+++ SOURCE RECORDS

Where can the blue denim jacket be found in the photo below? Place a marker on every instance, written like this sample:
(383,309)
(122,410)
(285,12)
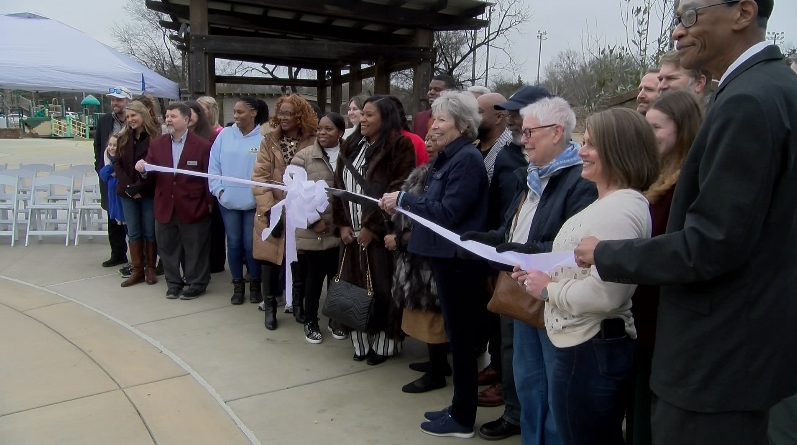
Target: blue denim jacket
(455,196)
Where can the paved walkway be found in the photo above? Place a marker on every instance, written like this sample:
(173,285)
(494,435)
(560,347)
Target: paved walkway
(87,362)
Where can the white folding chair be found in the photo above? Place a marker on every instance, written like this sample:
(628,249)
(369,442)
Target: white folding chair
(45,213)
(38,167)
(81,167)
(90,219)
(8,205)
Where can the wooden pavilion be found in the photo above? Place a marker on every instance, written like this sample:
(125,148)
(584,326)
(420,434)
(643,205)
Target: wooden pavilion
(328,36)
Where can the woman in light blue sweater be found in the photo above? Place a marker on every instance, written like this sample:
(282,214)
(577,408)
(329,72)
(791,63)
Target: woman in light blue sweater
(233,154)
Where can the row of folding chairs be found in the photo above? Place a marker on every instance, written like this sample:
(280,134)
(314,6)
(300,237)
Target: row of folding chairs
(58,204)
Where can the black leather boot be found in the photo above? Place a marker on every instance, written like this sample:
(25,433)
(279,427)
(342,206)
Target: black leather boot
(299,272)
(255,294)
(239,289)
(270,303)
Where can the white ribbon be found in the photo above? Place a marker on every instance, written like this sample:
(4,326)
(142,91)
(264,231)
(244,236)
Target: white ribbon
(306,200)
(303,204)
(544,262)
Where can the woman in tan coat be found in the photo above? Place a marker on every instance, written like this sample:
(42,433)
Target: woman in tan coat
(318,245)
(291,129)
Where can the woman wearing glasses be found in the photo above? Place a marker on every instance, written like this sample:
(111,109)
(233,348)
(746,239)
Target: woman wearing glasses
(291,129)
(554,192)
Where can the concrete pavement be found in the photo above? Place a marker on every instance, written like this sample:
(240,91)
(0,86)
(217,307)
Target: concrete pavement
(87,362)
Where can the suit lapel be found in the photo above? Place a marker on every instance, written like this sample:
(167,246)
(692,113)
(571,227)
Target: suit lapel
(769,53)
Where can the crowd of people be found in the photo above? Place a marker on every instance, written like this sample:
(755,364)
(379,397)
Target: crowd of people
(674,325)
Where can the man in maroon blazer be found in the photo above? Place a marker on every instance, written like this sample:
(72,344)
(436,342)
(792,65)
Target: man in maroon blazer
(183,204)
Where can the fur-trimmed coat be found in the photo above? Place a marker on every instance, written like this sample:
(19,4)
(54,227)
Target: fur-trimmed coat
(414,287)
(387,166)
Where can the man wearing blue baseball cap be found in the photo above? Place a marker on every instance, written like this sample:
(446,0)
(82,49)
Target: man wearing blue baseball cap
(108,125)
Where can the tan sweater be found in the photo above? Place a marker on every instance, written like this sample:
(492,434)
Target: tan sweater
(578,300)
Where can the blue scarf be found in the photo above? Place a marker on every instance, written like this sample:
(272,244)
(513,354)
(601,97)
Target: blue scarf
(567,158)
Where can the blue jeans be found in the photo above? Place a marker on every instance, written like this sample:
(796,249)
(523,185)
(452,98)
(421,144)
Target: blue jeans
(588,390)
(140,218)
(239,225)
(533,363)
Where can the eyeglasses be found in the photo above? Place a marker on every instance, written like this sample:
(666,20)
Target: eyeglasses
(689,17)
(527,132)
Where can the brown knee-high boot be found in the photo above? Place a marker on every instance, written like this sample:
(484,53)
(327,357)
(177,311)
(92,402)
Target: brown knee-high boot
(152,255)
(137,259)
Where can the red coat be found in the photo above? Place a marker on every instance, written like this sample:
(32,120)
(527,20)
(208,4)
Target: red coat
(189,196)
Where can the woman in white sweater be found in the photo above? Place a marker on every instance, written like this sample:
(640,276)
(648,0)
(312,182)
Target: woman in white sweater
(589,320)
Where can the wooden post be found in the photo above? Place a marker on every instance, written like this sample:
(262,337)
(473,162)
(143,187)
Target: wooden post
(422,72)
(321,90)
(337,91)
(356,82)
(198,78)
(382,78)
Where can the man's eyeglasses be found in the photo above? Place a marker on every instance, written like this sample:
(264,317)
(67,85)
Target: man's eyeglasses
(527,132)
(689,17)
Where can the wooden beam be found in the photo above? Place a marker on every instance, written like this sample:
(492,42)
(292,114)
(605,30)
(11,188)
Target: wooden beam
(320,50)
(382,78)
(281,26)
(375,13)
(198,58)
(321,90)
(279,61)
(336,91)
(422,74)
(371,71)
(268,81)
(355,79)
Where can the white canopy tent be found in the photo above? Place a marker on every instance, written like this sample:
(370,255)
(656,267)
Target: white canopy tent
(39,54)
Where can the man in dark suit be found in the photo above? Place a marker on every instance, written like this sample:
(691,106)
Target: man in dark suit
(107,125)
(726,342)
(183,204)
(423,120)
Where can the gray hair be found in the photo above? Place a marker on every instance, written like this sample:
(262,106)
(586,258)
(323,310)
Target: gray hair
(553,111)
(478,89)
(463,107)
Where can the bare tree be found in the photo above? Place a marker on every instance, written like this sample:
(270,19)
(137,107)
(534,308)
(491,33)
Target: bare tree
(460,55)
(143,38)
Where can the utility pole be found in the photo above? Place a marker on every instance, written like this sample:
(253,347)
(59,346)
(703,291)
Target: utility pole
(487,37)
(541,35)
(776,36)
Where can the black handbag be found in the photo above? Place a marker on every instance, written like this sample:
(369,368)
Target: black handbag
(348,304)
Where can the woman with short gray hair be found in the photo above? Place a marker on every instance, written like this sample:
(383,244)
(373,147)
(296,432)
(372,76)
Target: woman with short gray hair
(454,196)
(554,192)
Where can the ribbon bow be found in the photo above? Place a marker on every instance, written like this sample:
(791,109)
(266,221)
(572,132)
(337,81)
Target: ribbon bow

++++++

### DESCRIPTION OF THE TASK
Return all the records exactly, excluding images.

### EXERCISE ANSWER
Where can the blue denim jacket be found in the photo below? Place a marker on every instance, written like this sample:
(383,309)
(122,410)
(285,12)
Target: blue denim jacket
(455,196)
Where can the paved walkway be found in the photo above? Place a marker on every instance, written like this sample:
(173,285)
(494,435)
(560,347)
Target: paved walkway
(87,362)
Where can the white folding chair be found in the photo above? Place a marker on every instance, written like this sample:
(628,249)
(369,442)
Target: white folding chair
(45,213)
(38,167)
(81,167)
(90,219)
(8,205)
Where can the wooden pavilion be found in the photo above? Place a marker on every instance, written like this sample:
(125,148)
(584,326)
(420,434)
(643,205)
Target: wooden pavilion
(328,36)
Where can the woman in light blue sweater be found in the photo above? Place a marker on every instance, written like this sample:
(282,214)
(577,408)
(329,72)
(791,63)
Target: woman in light blue sweater
(233,154)
Where can the row of folding chairs be found in the photo above? Place a marker on every instance, written like this sample:
(280,134)
(314,6)
(300,237)
Target: row of folding chairs
(58,204)
Where can the black leather boot be found in the photo above? Place a marker on every instance, written like this sample:
(25,433)
(279,427)
(342,206)
Target: black leather boot
(299,272)
(255,294)
(239,289)
(270,303)
Where can the white ribbon be found in the photo above? Place a marker on every instance, written like this sample:
(4,326)
(142,91)
(264,231)
(244,236)
Target: white ribbon
(306,200)
(303,204)
(544,262)
Where can the woman in tan coat be found in the photo above? Place a marker on every instance, written like this sample:
(42,433)
Target: woman in tan coat
(318,245)
(291,129)
Where can the woman wearing glasses be found in the photo above? Place a marker on every instance, written like this sample:
(111,109)
(233,348)
(746,239)
Target: woman wearing glasses
(291,129)
(554,192)
Where can the concrete pavement be found in the photo above? Place a marker on every instance, written like this sample:
(240,91)
(0,86)
(217,307)
Target: concrete pavement
(87,362)
Where can the suit lapel be found in the photo above? Place a marker on every instance, written like this sample:
(167,246)
(692,113)
(571,227)
Target: suit lapel
(769,53)
Where can the crowd of people be found in the photo above? Place a marker on every instance, written like this sample:
(755,364)
(379,397)
Target: crowd of people
(674,325)
Where can the man in maroon blazer be found in the photo above? Place a marker on every instance, written like this sample:
(72,344)
(436,342)
(792,65)
Target: man in maroon blazer
(183,204)
Where can the fur-trimmed coat be found in the photo above? Place a marker on every instance, written like this sample:
(19,4)
(54,227)
Target: fur-trimmed coat
(414,287)
(387,166)
Where can the man wearing blue baseball cap be found in the photo above? Place a marker on every instance, written like this sample:
(446,0)
(82,49)
Target: man wearing blue baseball cap
(108,125)
Where can the tan sweater be found in the photo above? Place a marker on every instance, written like this sample:
(492,434)
Target: tan sweater
(578,300)
Where can the blue scarf be found in the photo above? Place a marker on every instance, written like this sample:
(272,244)
(513,354)
(601,97)
Target: blue scarf
(567,158)
Where can the blue jeans be found in the photo above? Place a marker on every instance, written like this sample:
(796,249)
(523,185)
(452,98)
(421,144)
Target: blue jeans
(588,390)
(140,218)
(239,225)
(533,363)
Where can the eyeglasses be found in the photo above? Place a marker on every instance, written like this sample:
(666,20)
Target: eyeglasses
(689,17)
(527,132)
Where can the brown knee-high boot be found in the photo above? Place a marker on every instance, written like this sample:
(484,53)
(327,357)
(177,311)
(92,402)
Target: brown knee-high boot
(152,255)
(137,259)
Where can the red coat be found in the photo above? Place a marker on every instance, written like this sample:
(32,120)
(527,20)
(208,4)
Target: red coat
(189,196)
Where can the woman in white sweater be found in the photo above? Place a marker on every instance, written like this sample:
(640,276)
(648,0)
(312,182)
Target: woman in white sweater
(589,320)
Where can the wooden post be found in the photo above? Place a marker on every instance, written like this sample:
(262,337)
(473,162)
(143,187)
Target: wooden post
(422,72)
(321,90)
(337,91)
(356,82)
(198,78)
(382,78)
Where can the man's eyeglasses be found in the photo above? Place a marker on every instance, written like this sample:
(264,317)
(67,85)
Target: man's eyeglasses
(527,132)
(689,17)
Where can the wooden beam be found in the photo above? Place a marker on every instance, written like this sample:
(492,42)
(292,114)
(605,30)
(11,188)
Target: wooden beam
(320,50)
(382,78)
(281,26)
(375,13)
(198,58)
(321,90)
(279,61)
(336,91)
(422,74)
(371,71)
(268,81)
(355,79)
Where can the white canopy tent be found in the photo above? Place a marker on every instance, written like this sample:
(370,255)
(656,267)
Target: white canopy tent
(39,54)
Where can the man in dark suit be found in the photo above? Place a marker on every instance, written like this sample:
(691,106)
Target: man in dark suit
(107,125)
(726,342)
(183,204)
(423,120)
Where can the gray hair be found in the photo above? Place a marker on every instance, written like this sample:
(262,106)
(586,258)
(323,310)
Target: gray hair
(553,111)
(478,89)
(463,107)
Where can the bare tree be found in the photo above? Place a marker on every instance, written like this sample:
(270,19)
(137,107)
(534,308)
(491,33)
Target: bare tree
(460,55)
(143,38)
Where can the utility pole be found in the photo above? Place a marker on every instance, written like this sample:
(253,347)
(59,346)
(703,291)
Target: utility pole
(487,37)
(541,35)
(776,36)
Where can the black handbag be found in the photo above? Place a marker on every instance, written like this sample:
(369,368)
Target: black handbag
(348,304)
Where can the woman with short gray hair be found in the photo above? Place a marker on every instance, written like this sample:
(383,244)
(373,147)
(296,432)
(372,76)
Target: woman with short gray hair
(454,196)
(554,192)
Where can the ribbon bow be found in the photo above? Place a marker on every instance, written like this sample:
(791,109)
(266,221)
(572,132)
(337,81)
Target: ribbon bow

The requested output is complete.